Starting at the line that contains "Each instance of the deck board", copy each line through the final one exactly as written.
────
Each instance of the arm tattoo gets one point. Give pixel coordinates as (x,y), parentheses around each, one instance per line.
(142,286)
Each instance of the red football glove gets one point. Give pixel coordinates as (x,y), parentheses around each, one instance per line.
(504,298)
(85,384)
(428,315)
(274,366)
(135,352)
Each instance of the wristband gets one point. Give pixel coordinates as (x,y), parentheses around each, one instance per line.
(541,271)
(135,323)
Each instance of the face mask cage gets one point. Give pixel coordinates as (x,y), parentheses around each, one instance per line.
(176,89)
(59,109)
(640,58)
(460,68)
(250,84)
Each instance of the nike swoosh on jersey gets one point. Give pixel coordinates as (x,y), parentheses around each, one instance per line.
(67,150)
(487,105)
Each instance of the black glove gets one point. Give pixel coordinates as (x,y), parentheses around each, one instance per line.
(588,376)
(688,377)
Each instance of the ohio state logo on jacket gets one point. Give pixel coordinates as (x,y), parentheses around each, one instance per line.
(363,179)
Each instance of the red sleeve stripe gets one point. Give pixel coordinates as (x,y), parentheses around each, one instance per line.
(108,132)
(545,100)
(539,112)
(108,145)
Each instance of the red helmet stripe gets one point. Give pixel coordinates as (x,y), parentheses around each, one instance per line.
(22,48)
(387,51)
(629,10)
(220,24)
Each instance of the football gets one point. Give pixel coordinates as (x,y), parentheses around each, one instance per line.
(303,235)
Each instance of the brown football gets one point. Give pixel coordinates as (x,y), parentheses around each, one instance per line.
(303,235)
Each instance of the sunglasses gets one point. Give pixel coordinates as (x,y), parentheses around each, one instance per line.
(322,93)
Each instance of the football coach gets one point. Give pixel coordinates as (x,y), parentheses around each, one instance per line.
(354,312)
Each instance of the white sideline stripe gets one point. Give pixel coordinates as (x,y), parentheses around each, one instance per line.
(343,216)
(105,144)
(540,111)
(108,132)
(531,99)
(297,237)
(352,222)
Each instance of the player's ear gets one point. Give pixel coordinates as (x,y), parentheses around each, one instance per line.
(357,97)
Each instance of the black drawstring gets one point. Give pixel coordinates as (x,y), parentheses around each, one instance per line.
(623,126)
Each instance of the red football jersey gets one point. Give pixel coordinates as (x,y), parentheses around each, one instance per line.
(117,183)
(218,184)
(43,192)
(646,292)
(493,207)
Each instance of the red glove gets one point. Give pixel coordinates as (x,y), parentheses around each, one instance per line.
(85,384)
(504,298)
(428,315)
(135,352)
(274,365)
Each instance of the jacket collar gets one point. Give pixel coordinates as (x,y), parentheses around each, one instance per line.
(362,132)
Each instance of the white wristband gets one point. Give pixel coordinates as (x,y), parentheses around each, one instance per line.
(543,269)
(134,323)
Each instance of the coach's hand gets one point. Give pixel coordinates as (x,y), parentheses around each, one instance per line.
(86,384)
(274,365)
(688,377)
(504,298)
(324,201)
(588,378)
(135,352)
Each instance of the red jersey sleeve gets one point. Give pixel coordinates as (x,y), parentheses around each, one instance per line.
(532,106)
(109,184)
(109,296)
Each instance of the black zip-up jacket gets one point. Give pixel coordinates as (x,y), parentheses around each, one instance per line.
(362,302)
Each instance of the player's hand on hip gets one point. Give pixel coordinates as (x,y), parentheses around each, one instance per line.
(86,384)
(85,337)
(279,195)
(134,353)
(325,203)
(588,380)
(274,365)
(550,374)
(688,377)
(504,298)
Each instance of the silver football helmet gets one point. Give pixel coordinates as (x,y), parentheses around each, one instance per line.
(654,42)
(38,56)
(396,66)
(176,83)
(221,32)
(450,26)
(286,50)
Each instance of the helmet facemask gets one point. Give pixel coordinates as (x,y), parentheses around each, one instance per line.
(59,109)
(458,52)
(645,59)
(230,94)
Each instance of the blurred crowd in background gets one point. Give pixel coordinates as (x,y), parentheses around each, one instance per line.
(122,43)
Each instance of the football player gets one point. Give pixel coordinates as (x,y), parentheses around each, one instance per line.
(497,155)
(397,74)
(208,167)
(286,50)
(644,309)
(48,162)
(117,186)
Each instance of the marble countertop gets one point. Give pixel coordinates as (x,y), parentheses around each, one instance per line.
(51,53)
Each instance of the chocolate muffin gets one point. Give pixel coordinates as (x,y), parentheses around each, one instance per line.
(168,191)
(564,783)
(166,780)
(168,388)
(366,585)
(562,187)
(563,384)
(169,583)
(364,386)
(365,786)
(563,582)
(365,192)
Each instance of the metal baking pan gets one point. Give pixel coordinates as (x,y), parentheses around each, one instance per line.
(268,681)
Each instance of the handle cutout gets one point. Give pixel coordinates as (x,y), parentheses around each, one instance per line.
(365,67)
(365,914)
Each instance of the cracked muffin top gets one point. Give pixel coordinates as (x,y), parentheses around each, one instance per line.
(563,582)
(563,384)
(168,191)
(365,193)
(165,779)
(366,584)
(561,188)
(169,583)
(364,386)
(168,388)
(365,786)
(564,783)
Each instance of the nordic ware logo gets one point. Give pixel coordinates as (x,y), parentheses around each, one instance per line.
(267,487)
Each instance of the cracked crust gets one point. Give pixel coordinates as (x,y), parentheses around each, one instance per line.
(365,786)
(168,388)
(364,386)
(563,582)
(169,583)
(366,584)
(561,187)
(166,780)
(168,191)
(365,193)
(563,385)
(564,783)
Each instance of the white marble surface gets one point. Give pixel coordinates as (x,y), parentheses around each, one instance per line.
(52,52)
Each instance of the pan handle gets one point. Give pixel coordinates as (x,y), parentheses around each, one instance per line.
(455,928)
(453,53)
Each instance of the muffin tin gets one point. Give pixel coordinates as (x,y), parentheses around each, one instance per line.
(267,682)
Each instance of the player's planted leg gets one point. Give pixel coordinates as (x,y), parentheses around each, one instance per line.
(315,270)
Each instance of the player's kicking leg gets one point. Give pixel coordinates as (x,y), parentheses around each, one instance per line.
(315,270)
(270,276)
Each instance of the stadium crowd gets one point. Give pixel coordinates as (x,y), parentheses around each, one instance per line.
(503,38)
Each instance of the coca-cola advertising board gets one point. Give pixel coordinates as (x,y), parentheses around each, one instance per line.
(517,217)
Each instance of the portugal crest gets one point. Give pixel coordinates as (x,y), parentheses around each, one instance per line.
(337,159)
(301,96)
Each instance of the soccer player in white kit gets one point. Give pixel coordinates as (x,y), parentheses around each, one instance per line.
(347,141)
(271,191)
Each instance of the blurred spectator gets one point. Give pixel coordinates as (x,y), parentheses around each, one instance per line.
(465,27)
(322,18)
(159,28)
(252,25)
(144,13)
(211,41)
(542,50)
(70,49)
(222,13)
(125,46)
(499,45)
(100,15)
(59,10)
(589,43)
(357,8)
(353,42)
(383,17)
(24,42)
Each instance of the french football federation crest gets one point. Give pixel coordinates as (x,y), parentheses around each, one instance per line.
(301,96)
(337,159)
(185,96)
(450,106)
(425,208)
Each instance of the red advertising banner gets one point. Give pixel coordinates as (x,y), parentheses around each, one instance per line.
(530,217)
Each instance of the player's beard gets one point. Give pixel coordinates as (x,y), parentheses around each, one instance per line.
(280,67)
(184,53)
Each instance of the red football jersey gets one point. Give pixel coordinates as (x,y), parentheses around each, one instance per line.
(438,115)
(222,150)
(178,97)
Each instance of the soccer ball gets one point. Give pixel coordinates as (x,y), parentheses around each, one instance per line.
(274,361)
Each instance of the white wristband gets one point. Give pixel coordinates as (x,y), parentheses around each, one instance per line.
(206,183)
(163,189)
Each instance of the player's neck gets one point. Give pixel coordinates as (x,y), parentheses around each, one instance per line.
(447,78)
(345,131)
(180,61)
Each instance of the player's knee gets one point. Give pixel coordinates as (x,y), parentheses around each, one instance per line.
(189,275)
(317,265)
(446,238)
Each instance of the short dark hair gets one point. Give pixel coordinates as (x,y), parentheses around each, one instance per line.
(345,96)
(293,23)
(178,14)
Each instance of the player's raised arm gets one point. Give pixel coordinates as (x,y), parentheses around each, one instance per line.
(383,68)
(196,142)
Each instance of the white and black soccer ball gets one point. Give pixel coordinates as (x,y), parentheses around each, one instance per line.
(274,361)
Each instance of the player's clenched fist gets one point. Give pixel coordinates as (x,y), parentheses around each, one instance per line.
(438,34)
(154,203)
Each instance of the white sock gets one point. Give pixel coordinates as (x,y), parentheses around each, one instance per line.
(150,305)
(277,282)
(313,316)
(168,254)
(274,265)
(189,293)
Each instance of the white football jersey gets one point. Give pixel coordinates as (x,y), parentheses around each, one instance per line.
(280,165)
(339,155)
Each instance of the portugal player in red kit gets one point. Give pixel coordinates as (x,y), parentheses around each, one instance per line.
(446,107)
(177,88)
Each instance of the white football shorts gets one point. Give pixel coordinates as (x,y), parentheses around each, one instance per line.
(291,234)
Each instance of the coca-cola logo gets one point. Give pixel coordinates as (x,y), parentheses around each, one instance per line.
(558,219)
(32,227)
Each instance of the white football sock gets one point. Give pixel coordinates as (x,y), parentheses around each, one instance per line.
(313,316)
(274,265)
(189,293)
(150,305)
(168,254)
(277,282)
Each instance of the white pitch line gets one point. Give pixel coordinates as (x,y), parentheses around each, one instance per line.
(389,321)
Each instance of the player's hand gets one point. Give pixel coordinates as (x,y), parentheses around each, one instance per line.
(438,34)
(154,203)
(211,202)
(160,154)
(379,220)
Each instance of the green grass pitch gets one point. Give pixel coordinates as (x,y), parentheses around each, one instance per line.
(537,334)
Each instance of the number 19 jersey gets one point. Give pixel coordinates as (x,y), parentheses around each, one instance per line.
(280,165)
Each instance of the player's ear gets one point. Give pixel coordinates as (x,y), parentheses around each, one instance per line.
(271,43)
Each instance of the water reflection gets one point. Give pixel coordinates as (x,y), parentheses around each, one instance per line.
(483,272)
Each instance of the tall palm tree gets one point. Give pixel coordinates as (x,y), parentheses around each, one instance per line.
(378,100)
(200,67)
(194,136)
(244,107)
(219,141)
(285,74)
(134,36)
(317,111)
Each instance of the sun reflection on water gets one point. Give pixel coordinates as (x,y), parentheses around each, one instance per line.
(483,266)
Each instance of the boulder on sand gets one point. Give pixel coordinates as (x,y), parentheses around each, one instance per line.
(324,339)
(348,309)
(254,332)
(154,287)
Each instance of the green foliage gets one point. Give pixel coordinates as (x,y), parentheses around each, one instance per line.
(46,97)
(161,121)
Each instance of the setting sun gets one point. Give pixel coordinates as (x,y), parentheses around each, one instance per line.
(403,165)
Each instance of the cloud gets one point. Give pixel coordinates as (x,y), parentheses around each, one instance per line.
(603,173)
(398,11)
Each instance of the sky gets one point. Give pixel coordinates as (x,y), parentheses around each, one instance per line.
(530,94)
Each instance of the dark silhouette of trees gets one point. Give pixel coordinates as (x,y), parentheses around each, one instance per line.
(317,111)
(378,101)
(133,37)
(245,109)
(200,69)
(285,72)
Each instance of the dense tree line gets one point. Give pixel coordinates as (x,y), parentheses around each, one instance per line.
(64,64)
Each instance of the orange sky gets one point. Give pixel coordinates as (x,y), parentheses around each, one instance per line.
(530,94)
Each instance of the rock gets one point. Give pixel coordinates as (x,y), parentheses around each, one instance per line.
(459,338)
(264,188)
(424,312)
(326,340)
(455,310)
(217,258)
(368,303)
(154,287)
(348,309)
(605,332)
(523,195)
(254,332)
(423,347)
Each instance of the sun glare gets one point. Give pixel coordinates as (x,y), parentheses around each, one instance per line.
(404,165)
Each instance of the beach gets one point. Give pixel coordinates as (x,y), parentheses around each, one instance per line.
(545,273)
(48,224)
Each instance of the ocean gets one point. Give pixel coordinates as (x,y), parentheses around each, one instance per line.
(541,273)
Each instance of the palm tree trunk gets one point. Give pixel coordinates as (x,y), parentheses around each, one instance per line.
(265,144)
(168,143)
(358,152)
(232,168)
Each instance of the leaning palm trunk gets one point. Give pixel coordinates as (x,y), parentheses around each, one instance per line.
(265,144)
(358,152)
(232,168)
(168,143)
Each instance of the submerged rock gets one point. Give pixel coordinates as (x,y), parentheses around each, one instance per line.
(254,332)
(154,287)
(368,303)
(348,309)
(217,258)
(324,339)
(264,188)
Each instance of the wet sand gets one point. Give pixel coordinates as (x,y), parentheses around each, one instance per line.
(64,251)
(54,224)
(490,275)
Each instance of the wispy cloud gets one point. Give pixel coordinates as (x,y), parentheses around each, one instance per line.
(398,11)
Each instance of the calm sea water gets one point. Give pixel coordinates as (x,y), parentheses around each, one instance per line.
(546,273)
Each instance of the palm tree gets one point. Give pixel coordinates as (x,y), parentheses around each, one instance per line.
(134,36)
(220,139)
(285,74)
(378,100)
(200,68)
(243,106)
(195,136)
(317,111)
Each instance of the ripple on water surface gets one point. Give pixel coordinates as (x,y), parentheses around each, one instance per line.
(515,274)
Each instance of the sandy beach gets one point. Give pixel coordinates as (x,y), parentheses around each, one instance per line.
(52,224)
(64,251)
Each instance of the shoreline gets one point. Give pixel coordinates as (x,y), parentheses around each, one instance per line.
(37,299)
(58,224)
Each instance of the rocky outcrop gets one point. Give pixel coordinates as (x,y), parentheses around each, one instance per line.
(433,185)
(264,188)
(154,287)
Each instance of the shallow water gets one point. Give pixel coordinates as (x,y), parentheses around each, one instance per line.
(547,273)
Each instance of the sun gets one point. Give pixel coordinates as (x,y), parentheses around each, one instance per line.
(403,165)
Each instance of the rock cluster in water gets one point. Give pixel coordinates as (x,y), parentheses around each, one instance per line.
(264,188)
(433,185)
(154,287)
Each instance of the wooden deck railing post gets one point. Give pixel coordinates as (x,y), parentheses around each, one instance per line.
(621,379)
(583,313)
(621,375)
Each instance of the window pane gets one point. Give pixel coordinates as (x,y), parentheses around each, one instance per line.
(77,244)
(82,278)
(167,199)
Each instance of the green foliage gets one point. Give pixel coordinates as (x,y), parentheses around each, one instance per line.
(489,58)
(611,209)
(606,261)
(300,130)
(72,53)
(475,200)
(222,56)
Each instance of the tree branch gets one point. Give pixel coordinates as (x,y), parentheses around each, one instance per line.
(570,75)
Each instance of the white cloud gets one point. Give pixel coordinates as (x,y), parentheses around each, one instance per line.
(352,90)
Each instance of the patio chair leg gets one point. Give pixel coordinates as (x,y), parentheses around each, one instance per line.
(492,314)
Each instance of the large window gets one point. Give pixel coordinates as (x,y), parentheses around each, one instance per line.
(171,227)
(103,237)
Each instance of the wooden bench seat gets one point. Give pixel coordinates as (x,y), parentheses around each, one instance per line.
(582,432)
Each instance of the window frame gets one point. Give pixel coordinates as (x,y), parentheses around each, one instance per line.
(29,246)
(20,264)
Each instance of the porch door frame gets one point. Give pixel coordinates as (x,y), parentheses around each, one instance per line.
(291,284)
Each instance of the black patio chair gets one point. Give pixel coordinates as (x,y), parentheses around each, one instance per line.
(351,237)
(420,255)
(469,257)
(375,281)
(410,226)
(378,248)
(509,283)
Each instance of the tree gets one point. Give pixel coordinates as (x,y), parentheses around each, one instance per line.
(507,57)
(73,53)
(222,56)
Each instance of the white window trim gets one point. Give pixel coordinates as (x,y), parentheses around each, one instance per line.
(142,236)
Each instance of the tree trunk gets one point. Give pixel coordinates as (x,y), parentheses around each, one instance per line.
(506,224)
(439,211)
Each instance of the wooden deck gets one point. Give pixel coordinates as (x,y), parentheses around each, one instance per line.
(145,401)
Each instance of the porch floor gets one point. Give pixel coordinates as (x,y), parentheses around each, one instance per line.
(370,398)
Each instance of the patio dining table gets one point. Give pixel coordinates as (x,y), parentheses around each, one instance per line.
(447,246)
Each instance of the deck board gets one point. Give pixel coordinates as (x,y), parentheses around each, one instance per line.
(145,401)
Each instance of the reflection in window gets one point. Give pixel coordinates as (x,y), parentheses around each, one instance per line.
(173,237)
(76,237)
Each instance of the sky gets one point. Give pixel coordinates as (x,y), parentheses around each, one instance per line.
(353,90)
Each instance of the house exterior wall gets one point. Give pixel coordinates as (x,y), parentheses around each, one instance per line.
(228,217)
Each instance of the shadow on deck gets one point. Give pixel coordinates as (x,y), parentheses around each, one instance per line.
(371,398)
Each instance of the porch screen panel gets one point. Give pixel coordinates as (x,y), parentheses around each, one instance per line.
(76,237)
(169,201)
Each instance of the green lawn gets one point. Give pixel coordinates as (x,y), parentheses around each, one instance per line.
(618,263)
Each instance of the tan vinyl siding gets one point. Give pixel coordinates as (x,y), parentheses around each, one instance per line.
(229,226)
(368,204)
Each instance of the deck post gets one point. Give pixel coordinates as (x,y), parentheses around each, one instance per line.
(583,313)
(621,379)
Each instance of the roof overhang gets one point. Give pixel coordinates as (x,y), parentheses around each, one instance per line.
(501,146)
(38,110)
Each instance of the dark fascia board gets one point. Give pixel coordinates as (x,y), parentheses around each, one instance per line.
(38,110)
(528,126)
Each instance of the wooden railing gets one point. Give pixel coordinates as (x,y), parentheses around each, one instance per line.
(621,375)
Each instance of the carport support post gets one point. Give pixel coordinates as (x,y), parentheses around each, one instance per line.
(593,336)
────
Answer to this exercise:
Each instance of the deck board gets one point. Give pixel coordinates as (x,y), parentheses around each, one instance per line.
(145,401)
Each instance of the reflection in window gets one point. Give pixel coordinates as (x,y), parentheses around each, one instance per line.
(173,237)
(76,237)
Each instance of the sky gets one point. Give pixel coordinates as (x,y), parentheses around each, one instance per line.
(353,90)
Each instance of the house exterior wall gets one point. Give pixel coordinates as (x,y), parentheses around each, one instance per line.
(228,217)
Each instance of the shadow on deck gets one point. Give pixel coordinates as (x,y), parentheses around each, one instance per line.
(371,398)
Each instance of the porch screen panel gets one point. Give pixel coordinates as (x,y), parentheses around each, one instance per line.
(76,237)
(169,201)
Each instance of the green lawn gets one point. Give pixel coordinates as (x,y), parentheses around each, one instance per line.
(618,263)
Each instance of the tan vinyl siding gets one point. Give pixel coordinates as (x,y), parentheses around each, one instance per line.
(229,226)
(368,204)
Each instance of the deck post gets one point. Give pixel coordinates as (x,y), parentheses around each, one instance per line.
(583,313)
(621,379)
Each instance of the roof overhang gets one point. Give pixel coordinates as (x,y), parentheses around each, one instance per line.
(501,146)
(38,110)
Each instance of the dark fascia board gets one point. Give pixel coordinates as (x,y), parentheses around each, one instance per line.
(38,110)
(528,126)
Each instance of the wooden railing gets one point. Give pixel coordinates as (x,y), parentheses around each, one instance per line.
(621,375)
Each instance of the carport support post gets one point. Give pixel coordinates as (x,y), parentheses around each, one instance per line.
(593,336)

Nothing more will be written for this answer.